# Set problem:
Copy the lines of the records between the lines containing "of the riverbank." and "the rocky ledge.", inclusive, swapping each "pointer" for "locator" and keeping all other text unchanged. Return only those lines.

# Records supplied:
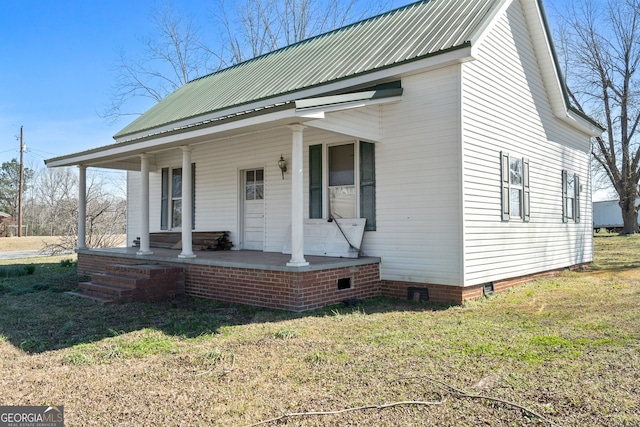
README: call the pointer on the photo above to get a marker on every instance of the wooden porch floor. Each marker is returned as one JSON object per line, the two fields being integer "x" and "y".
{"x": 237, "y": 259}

--

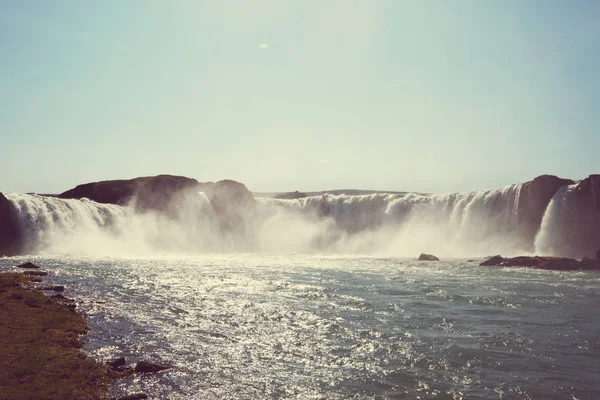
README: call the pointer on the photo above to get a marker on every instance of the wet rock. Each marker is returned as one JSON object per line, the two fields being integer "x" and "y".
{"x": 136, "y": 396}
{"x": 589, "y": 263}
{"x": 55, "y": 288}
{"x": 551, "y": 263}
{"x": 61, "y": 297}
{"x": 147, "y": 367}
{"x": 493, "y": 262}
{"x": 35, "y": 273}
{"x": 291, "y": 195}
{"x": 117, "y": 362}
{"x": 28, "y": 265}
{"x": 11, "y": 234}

* * *

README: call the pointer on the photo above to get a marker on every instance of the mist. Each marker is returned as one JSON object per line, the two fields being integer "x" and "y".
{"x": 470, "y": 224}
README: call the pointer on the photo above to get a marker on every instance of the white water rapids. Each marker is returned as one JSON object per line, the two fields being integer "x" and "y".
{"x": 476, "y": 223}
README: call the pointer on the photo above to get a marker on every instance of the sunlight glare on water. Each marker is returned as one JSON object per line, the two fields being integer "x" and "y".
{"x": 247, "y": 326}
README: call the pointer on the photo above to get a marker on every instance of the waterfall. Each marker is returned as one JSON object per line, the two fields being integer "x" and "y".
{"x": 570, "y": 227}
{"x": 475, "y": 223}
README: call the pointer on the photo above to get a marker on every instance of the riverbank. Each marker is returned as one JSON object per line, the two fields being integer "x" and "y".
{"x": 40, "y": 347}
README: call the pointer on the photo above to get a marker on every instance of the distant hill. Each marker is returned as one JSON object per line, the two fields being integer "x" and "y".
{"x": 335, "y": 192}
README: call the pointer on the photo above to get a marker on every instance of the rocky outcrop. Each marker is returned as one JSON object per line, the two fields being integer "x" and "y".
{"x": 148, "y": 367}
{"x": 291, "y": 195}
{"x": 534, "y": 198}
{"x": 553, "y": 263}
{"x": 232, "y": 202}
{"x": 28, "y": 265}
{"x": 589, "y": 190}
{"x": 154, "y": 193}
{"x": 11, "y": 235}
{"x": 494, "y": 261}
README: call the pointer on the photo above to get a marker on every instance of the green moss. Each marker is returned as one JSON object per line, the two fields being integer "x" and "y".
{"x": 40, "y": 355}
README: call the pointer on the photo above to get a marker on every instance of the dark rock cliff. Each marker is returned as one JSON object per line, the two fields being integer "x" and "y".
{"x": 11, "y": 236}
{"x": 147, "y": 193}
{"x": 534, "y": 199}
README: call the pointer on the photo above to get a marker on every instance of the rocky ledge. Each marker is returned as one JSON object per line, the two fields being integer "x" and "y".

# Solution to this exercise:
README: call the locator on the photo above to get a marker on every instance of the riverbank. Each marker is returned as one JSON object per line, the two fields being integer "x" and "y".
{"x": 40, "y": 347}
README: call the locator on the photo above to get a marker on every instance of the distant hill. Each marker is returned as one JSON object per line, the two fields being integer "x" and "y".
{"x": 335, "y": 192}
README: call the locator on the photo above to get a marker on every instance of the rocky outcrop. Each marker is returned as one JSON object per line, the two fields being integer "x" and "y".
{"x": 148, "y": 367}
{"x": 291, "y": 195}
{"x": 534, "y": 198}
{"x": 553, "y": 263}
{"x": 232, "y": 202}
{"x": 28, "y": 265}
{"x": 589, "y": 190}
{"x": 154, "y": 193}
{"x": 11, "y": 235}
{"x": 494, "y": 261}
README: call the locator on the photo above to get a marker on every instance of the green moss. Each marker is returned as one JSON object per line, the two fields being integer "x" and "y".
{"x": 40, "y": 355}
README: call the locator on the photo above to get a marker on every instance of the dark rock cliff. Each marker is returned as one JSON object per line, the two fields being integer "x" and "y".
{"x": 11, "y": 236}
{"x": 147, "y": 193}
{"x": 534, "y": 199}
README: call the locator on the photo above to get a marker on every instance of the rocky ledge. Each marker is returned as one JSON object per line, the two fields being integer "x" and "y".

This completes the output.